* [GOAL]: Copy the line containing "Objective — one marker on every instance of the officer's", then all lines after it up to and including the final line of the material, exactly and without additions.

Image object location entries

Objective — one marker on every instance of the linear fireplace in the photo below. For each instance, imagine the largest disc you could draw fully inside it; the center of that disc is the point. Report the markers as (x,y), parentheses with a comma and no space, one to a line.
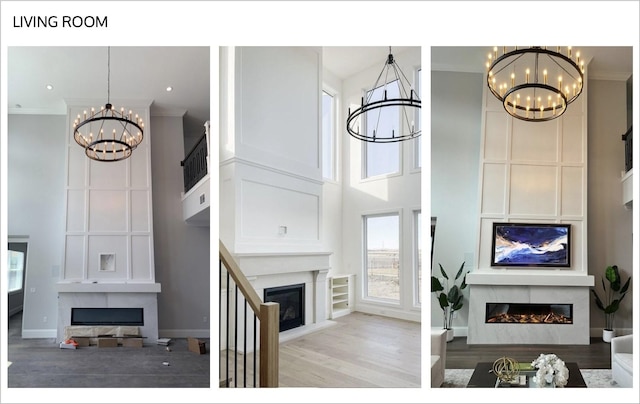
(529,313)
(107,316)
(291,300)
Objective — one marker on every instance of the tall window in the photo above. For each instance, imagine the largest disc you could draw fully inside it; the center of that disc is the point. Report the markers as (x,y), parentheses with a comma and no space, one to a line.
(328,136)
(418,118)
(382,158)
(417,255)
(15,263)
(382,266)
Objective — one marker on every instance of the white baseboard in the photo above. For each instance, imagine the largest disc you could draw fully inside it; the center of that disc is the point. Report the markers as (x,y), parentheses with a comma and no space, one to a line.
(388,312)
(196,333)
(597,332)
(50,333)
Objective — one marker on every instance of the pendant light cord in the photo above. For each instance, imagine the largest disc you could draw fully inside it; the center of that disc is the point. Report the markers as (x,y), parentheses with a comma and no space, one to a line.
(109,75)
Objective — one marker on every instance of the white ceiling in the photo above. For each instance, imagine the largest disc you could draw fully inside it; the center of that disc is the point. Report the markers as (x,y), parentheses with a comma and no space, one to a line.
(137,73)
(143,73)
(344,61)
(604,62)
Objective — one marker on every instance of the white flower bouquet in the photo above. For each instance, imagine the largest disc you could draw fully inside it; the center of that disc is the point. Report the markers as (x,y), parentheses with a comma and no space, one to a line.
(551,371)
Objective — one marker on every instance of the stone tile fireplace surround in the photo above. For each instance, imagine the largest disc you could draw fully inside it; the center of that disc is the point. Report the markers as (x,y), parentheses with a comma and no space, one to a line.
(527,286)
(272,270)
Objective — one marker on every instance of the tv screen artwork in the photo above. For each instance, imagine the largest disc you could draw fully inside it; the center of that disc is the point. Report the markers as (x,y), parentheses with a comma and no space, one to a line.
(531,245)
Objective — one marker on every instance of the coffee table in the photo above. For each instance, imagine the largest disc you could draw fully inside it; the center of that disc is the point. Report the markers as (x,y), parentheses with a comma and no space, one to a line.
(483,377)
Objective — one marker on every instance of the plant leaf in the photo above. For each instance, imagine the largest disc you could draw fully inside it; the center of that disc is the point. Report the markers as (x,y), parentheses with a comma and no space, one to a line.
(442,299)
(436,286)
(626,286)
(598,301)
(444,273)
(613,307)
(613,276)
(460,271)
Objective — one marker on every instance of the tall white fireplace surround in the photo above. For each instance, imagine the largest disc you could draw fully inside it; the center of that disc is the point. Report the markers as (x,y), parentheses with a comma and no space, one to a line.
(270,270)
(531,172)
(108,257)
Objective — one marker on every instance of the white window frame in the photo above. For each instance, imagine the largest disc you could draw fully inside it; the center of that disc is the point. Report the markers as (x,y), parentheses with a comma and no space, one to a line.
(334,138)
(417,153)
(365,153)
(418,290)
(365,266)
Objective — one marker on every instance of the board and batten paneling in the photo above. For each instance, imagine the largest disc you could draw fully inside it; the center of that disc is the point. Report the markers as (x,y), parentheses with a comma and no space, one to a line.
(108,211)
(533,172)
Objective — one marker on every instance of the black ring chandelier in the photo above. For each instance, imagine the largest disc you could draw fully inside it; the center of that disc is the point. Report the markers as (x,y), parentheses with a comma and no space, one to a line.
(536,83)
(108,134)
(383,96)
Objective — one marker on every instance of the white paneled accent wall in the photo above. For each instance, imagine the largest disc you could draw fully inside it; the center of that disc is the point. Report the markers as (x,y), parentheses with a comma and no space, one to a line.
(108,211)
(534,172)
(270,174)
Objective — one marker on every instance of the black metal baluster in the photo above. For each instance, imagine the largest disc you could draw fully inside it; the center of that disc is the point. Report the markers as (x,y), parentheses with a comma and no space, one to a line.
(235,345)
(254,349)
(244,368)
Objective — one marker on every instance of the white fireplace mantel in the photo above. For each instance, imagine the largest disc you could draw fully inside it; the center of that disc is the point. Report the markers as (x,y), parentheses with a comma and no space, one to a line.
(550,277)
(256,264)
(107,287)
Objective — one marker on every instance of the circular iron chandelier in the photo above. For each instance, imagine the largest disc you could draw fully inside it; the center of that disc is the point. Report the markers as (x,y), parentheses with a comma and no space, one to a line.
(108,134)
(389,110)
(535,83)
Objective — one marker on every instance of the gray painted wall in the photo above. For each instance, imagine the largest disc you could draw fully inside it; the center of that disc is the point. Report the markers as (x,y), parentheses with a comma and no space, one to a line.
(610,223)
(35,204)
(455,141)
(181,250)
(456,111)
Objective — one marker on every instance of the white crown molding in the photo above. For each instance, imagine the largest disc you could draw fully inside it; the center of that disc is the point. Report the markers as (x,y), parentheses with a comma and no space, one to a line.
(37,111)
(171,112)
(613,76)
(456,68)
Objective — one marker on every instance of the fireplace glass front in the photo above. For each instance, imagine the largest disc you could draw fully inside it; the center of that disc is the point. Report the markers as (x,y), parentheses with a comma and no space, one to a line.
(291,300)
(529,313)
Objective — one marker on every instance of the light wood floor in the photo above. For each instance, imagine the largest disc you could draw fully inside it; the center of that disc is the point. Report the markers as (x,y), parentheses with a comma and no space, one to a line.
(360,350)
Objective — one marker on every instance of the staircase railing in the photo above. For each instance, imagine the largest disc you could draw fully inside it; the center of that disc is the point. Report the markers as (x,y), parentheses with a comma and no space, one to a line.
(194,166)
(268,316)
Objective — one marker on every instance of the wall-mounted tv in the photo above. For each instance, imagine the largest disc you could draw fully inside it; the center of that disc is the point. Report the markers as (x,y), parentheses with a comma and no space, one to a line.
(531,245)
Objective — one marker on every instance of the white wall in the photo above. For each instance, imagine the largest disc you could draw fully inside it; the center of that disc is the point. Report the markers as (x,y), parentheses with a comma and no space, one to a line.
(181,250)
(455,185)
(610,223)
(332,190)
(392,194)
(35,204)
(35,209)
(270,174)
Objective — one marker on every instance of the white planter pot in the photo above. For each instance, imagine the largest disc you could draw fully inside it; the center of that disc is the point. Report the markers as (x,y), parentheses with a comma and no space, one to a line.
(607,335)
(449,334)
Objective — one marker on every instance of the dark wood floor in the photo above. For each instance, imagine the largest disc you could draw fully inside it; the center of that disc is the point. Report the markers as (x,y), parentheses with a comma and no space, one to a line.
(460,355)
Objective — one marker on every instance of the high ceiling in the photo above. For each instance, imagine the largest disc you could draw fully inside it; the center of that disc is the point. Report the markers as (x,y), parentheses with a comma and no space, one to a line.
(137,73)
(604,62)
(144,73)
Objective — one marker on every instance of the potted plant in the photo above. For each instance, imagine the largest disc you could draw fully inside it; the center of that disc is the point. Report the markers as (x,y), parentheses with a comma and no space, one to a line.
(449,298)
(613,295)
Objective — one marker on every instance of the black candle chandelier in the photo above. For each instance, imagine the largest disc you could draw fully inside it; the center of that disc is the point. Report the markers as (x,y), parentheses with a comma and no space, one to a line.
(389,110)
(108,134)
(535,83)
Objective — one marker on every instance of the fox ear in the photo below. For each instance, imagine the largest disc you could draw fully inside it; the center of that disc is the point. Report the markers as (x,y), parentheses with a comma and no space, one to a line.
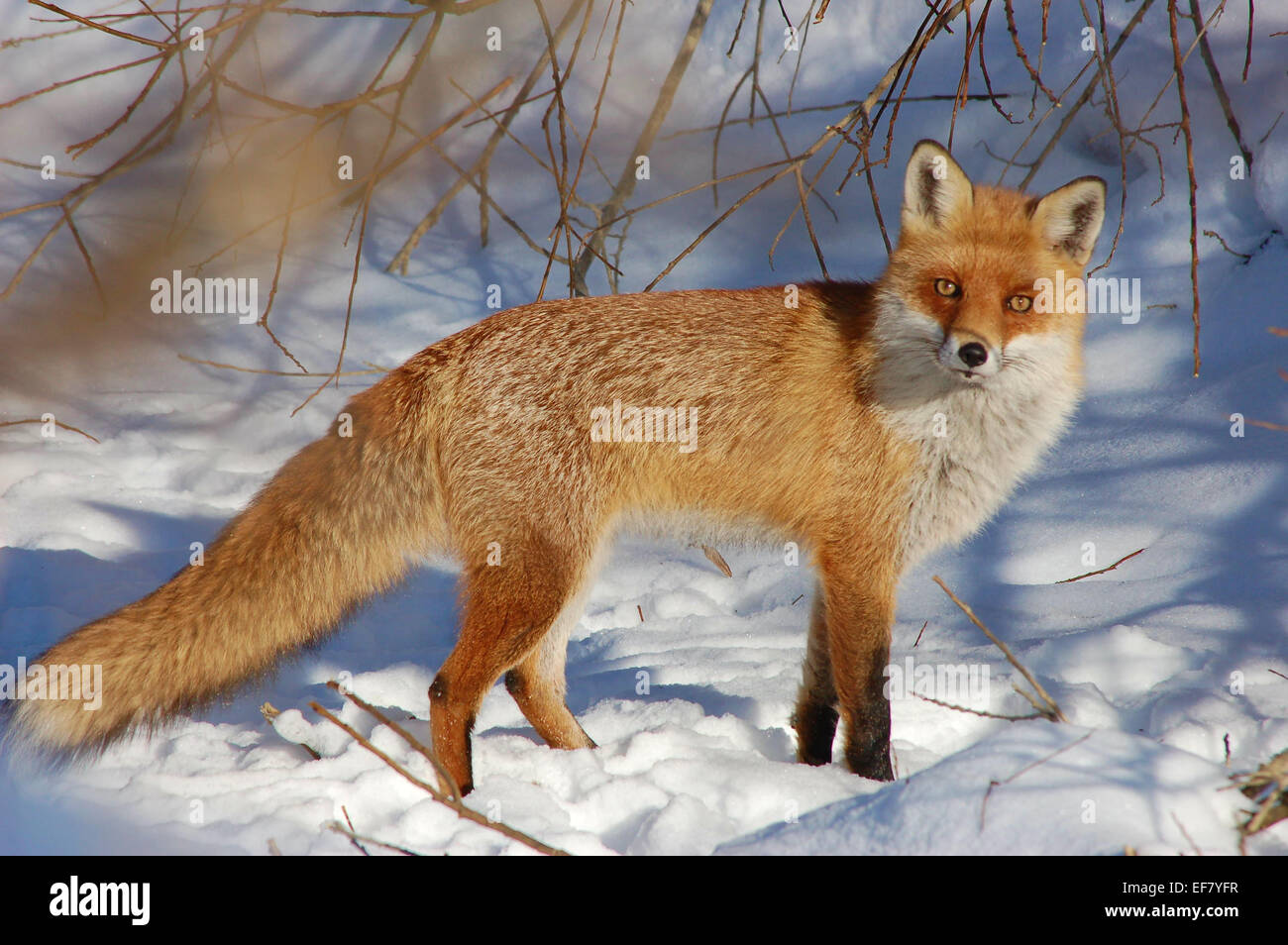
(934,187)
(1070,218)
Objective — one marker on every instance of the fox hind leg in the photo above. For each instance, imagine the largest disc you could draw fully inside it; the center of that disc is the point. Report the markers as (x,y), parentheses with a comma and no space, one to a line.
(509,610)
(539,685)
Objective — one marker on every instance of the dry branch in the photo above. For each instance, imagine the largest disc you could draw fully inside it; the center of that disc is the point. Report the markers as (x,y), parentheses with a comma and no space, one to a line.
(1048,708)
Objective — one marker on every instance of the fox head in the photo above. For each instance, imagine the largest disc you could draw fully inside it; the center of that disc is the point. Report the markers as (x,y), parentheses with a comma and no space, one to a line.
(962,288)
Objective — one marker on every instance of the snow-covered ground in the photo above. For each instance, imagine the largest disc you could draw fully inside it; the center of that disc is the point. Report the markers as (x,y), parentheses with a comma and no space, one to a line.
(1170,669)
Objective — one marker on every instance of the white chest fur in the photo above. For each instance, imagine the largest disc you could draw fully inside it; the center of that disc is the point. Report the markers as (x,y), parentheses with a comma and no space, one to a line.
(975,441)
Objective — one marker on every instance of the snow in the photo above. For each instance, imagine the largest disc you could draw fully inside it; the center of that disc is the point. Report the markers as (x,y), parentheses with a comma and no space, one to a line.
(1166,666)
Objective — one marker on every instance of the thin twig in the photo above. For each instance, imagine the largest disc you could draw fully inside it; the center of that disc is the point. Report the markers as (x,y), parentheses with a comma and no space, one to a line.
(1093,574)
(1052,709)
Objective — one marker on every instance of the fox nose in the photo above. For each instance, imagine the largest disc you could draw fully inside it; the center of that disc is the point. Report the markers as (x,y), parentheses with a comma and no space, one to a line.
(973,355)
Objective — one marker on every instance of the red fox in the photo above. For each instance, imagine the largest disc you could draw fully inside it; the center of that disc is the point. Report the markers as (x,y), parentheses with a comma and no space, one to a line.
(870,422)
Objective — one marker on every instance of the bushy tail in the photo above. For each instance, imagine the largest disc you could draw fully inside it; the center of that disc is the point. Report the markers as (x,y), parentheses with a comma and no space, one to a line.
(331,528)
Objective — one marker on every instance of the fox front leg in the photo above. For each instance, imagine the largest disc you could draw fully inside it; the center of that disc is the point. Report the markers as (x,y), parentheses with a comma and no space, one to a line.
(858,613)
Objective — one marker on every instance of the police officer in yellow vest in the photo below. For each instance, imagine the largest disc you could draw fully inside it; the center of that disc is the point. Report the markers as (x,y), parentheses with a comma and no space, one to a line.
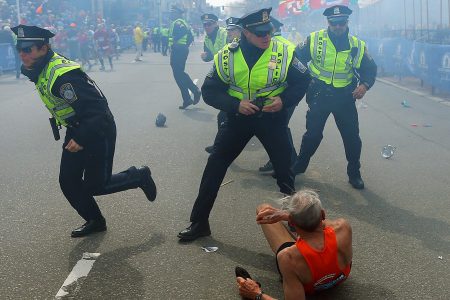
(276,35)
(254,81)
(233,31)
(342,72)
(215,39)
(180,38)
(75,102)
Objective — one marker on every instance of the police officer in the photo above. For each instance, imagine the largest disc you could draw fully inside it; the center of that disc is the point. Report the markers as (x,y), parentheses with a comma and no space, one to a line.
(276,35)
(342,71)
(180,37)
(75,102)
(215,39)
(254,81)
(233,31)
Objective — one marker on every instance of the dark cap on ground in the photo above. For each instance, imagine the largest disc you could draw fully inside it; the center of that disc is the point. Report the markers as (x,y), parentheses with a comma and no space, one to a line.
(206,18)
(337,13)
(29,35)
(232,23)
(257,21)
(277,24)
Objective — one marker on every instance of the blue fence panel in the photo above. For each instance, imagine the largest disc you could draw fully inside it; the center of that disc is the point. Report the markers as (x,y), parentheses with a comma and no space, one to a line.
(402,57)
(7,59)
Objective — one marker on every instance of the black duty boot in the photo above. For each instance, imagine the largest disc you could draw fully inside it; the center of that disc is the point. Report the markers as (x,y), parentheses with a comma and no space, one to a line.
(89,227)
(197,96)
(147,184)
(356,182)
(185,104)
(268,167)
(194,231)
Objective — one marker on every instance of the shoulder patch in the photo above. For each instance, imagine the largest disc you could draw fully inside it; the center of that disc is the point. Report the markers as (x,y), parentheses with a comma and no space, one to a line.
(296,63)
(211,72)
(67,92)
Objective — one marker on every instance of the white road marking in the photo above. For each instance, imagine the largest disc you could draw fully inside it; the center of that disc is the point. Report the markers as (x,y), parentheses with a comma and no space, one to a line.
(195,82)
(81,269)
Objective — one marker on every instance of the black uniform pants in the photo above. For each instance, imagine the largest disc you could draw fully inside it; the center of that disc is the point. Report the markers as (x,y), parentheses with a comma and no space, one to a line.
(164,45)
(343,108)
(231,139)
(178,58)
(88,173)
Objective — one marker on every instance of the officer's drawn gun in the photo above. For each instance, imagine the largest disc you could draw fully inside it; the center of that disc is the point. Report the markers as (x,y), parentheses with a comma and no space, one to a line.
(55,128)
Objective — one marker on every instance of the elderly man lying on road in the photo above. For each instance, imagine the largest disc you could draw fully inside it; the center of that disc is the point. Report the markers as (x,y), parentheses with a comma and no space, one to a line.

* [FINISHED ANSWER]:
Objective — one marker on every instance of the officer's drawn gun in the photo above. For each instance, imagine the largest disc you could draw fully inside it; the center of that disc is the point. Report the markers as (x,y), parentheses with a comma and no space, one to a line.
(55,128)
Objective — one marker on every instance of the elderly man lying on road in the photo above. For each instance, imagine the largest disc you could draw fully inside it; the center of that disc is the point. Report the markers as (x,y), parentheses with a comma and no space, one to a line.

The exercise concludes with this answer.